**What needs to be done**.
Swap every "mask" in the lines below for "outline", change nothing else, and leave the pictures out.

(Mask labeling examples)
>>>>>

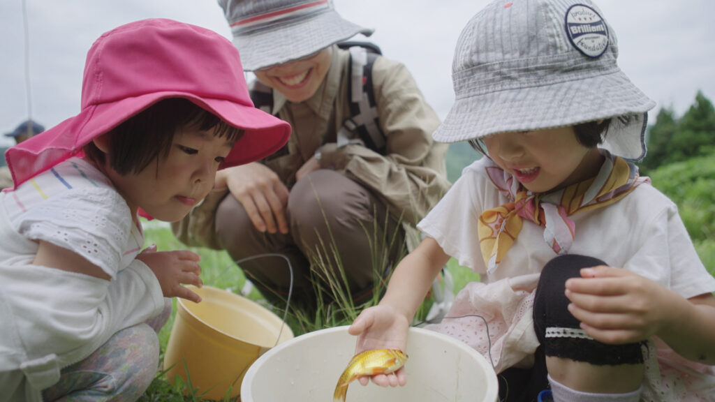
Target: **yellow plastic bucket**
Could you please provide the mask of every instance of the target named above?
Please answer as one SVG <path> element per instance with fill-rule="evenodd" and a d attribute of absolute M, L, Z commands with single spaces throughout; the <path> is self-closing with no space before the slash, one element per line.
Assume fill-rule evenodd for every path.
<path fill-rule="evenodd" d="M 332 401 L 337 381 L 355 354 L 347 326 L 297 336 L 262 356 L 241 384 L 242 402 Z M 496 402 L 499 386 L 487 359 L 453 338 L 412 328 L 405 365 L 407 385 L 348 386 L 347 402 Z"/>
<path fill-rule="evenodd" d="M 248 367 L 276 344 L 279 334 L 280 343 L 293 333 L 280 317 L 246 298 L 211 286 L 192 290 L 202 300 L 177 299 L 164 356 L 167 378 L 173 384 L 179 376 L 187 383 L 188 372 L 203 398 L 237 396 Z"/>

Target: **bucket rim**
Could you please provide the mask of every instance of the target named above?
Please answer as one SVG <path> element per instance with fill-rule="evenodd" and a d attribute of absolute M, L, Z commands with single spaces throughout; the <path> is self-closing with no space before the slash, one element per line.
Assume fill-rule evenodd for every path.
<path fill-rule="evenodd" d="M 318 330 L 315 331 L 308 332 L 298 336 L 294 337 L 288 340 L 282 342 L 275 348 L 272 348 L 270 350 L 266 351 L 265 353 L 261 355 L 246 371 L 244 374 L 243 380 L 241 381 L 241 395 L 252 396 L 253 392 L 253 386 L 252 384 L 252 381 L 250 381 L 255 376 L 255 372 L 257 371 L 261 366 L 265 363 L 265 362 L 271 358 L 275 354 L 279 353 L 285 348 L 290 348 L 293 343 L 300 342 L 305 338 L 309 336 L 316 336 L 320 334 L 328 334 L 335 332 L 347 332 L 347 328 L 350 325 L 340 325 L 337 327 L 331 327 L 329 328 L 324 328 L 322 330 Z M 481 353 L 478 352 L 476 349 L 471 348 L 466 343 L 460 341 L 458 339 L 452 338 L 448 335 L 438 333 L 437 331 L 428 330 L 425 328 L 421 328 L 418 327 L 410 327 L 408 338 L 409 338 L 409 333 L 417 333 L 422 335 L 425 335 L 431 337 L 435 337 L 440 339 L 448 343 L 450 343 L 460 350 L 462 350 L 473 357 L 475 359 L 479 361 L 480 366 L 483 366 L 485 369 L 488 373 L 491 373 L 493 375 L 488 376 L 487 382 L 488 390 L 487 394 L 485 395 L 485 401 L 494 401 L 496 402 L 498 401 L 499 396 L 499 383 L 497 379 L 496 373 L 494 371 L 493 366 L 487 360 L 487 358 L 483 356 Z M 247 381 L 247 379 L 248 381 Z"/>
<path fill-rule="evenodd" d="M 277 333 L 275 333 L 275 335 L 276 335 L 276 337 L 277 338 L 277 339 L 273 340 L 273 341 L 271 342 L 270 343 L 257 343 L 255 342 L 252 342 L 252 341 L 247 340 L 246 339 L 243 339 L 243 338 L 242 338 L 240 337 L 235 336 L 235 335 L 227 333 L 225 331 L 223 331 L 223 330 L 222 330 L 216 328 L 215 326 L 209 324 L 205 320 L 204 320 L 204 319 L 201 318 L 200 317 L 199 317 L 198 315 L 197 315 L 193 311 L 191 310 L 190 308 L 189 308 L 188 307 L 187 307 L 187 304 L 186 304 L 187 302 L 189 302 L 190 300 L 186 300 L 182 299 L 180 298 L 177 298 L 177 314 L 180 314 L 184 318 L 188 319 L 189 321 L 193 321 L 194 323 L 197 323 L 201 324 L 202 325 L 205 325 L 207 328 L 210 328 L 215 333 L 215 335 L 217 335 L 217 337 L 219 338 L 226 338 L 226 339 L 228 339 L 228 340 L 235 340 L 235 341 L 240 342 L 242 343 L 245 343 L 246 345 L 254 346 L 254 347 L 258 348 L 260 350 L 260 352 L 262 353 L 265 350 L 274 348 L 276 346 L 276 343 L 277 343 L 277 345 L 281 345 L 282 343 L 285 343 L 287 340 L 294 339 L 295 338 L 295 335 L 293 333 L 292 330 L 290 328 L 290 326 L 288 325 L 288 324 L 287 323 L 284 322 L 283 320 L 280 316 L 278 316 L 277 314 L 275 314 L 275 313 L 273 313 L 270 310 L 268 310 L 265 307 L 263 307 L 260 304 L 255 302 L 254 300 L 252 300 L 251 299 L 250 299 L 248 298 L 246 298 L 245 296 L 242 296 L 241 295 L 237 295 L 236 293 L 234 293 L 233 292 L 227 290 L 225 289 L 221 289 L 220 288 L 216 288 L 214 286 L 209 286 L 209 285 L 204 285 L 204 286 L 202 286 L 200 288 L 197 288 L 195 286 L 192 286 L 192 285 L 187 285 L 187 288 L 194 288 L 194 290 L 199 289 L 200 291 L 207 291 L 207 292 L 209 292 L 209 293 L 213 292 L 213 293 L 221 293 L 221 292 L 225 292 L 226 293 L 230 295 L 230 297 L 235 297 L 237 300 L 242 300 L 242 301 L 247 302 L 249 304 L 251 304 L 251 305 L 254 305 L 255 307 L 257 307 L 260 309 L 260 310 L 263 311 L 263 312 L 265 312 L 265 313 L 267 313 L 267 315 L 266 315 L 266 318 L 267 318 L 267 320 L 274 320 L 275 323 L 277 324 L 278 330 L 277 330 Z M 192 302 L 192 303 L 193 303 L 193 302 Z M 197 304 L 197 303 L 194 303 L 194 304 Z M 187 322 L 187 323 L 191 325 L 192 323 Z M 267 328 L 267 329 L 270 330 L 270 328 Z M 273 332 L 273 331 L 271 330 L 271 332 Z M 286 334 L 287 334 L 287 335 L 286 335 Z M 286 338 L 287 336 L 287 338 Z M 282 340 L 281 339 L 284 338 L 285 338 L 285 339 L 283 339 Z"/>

<<<<<

**Exercise answer**.
Target: **yellow plastic bucket**
Could you please provide the outline of every instance of the target named above?
Please answer as one SVG <path> element per instance with fill-rule="evenodd" and a d attribute of absolute M, L, Z commands with single spaces throughout; the <path> is self-closing with no space before the slash, one element per line.
Assume fill-rule evenodd for every path.
<path fill-rule="evenodd" d="M 332 401 L 337 381 L 355 354 L 347 326 L 297 336 L 262 356 L 241 384 L 242 402 Z M 496 402 L 499 386 L 487 359 L 453 338 L 412 328 L 405 365 L 407 385 L 348 386 L 347 402 Z"/>
<path fill-rule="evenodd" d="M 248 367 L 276 344 L 279 334 L 280 343 L 293 333 L 280 317 L 246 298 L 211 286 L 192 290 L 202 300 L 177 299 L 164 356 L 167 378 L 173 384 L 179 376 L 187 383 L 188 372 L 203 398 L 237 396 Z"/>

Target: **bucket rim**
Could you please provide the outline of every instance of the target named above?
Please answer as one SVG <path> element per instance with fill-rule="evenodd" and a d attribute of absolute M, L, Z commands with single spaces throughout; the <path> is self-closing with no space before the slash, one element per line.
Assume fill-rule evenodd for every path.
<path fill-rule="evenodd" d="M 318 330 L 315 331 L 308 332 L 298 336 L 294 337 L 288 340 L 282 342 L 275 348 L 272 348 L 270 350 L 266 351 L 265 353 L 261 355 L 246 371 L 244 374 L 243 380 L 241 381 L 241 395 L 252 396 L 253 392 L 253 386 L 252 384 L 252 381 L 250 381 L 255 376 L 255 372 L 257 371 L 261 366 L 265 363 L 265 362 L 271 358 L 275 354 L 279 353 L 285 348 L 290 348 L 293 343 L 300 342 L 305 338 L 309 336 L 316 336 L 320 334 L 328 334 L 335 332 L 347 332 L 347 328 L 350 325 L 340 325 L 337 327 L 331 327 L 329 328 L 324 328 L 322 330 Z M 481 353 L 478 352 L 476 349 L 471 348 L 466 343 L 460 341 L 458 339 L 452 338 L 448 335 L 438 333 L 437 331 L 428 330 L 425 328 L 421 328 L 418 327 L 410 327 L 408 338 L 409 338 L 409 333 L 417 333 L 422 335 L 425 335 L 431 337 L 435 337 L 440 339 L 448 343 L 450 343 L 460 350 L 462 350 L 473 357 L 475 359 L 479 361 L 480 366 L 483 366 L 485 369 L 488 373 L 491 373 L 493 375 L 488 376 L 487 382 L 488 390 L 487 394 L 485 395 L 485 401 L 494 401 L 496 402 L 498 401 L 499 396 L 499 383 L 497 379 L 496 373 L 494 371 L 493 366 L 487 360 L 487 358 L 483 356 Z M 247 381 L 247 379 L 248 381 Z"/>
<path fill-rule="evenodd" d="M 277 333 L 275 333 L 275 335 L 276 335 L 276 337 L 277 338 L 277 339 L 273 340 L 273 341 L 271 342 L 270 343 L 257 343 L 255 342 L 252 342 L 252 341 L 247 340 L 246 339 L 243 339 L 243 338 L 242 338 L 240 337 L 235 336 L 235 335 L 227 333 L 225 331 L 223 331 L 223 330 L 222 330 L 216 328 L 215 326 L 209 324 L 205 320 L 204 320 L 204 319 L 201 318 L 200 317 L 199 317 L 198 315 L 197 315 L 193 311 L 191 310 L 190 308 L 189 308 L 188 307 L 187 307 L 187 304 L 186 304 L 187 302 L 189 302 L 190 300 L 186 300 L 182 299 L 180 298 L 177 298 L 177 314 L 180 314 L 184 318 L 188 319 L 189 321 L 193 321 L 194 323 L 197 323 L 201 324 L 202 325 L 205 325 L 207 328 L 210 328 L 215 333 L 215 335 L 217 335 L 217 337 L 219 338 L 226 338 L 226 339 L 228 339 L 228 340 L 235 340 L 235 341 L 240 342 L 242 343 L 245 343 L 246 345 L 254 346 L 254 347 L 258 348 L 260 350 L 260 352 L 262 353 L 265 350 L 274 348 L 276 346 L 276 343 L 277 343 L 277 345 L 281 345 L 282 343 L 285 343 L 287 340 L 294 339 L 295 338 L 295 335 L 293 333 L 292 330 L 290 328 L 290 326 L 288 325 L 288 324 L 287 323 L 284 322 L 283 320 L 280 316 L 278 316 L 277 314 L 275 314 L 275 313 L 273 313 L 270 310 L 268 310 L 265 307 L 263 307 L 260 304 L 255 302 L 254 300 L 252 300 L 251 299 L 250 299 L 248 298 L 246 298 L 245 296 L 242 296 L 241 295 L 237 295 L 236 293 L 234 293 L 233 292 L 227 290 L 225 289 L 221 289 L 220 288 L 216 288 L 214 286 L 209 286 L 209 285 L 204 285 L 204 286 L 202 286 L 200 288 L 197 288 L 195 286 L 192 286 L 192 285 L 187 285 L 187 288 L 194 288 L 194 290 L 199 289 L 200 291 L 207 291 L 207 292 L 209 292 L 209 293 L 213 292 L 213 293 L 221 293 L 221 292 L 225 292 L 226 293 L 230 295 L 230 297 L 235 297 L 237 300 L 242 300 L 242 301 L 247 302 L 249 304 L 251 304 L 251 305 L 254 305 L 255 307 L 257 307 L 260 309 L 260 310 L 263 311 L 263 312 L 265 312 L 265 313 L 267 313 L 267 315 L 266 315 L 266 318 L 267 318 L 267 320 L 274 320 L 275 323 L 277 324 L 278 330 L 277 330 Z M 192 302 L 192 303 L 193 303 L 193 302 Z M 197 304 L 197 303 L 194 303 L 194 304 Z M 187 322 L 187 323 L 191 325 L 192 323 Z M 267 328 L 267 329 L 270 330 L 270 328 Z M 273 332 L 273 331 L 271 330 L 271 332 Z M 286 334 L 287 334 L 287 335 L 286 335 Z M 286 338 L 287 336 L 287 338 Z M 282 340 L 281 339 L 284 338 L 285 338 L 285 339 L 283 339 Z"/>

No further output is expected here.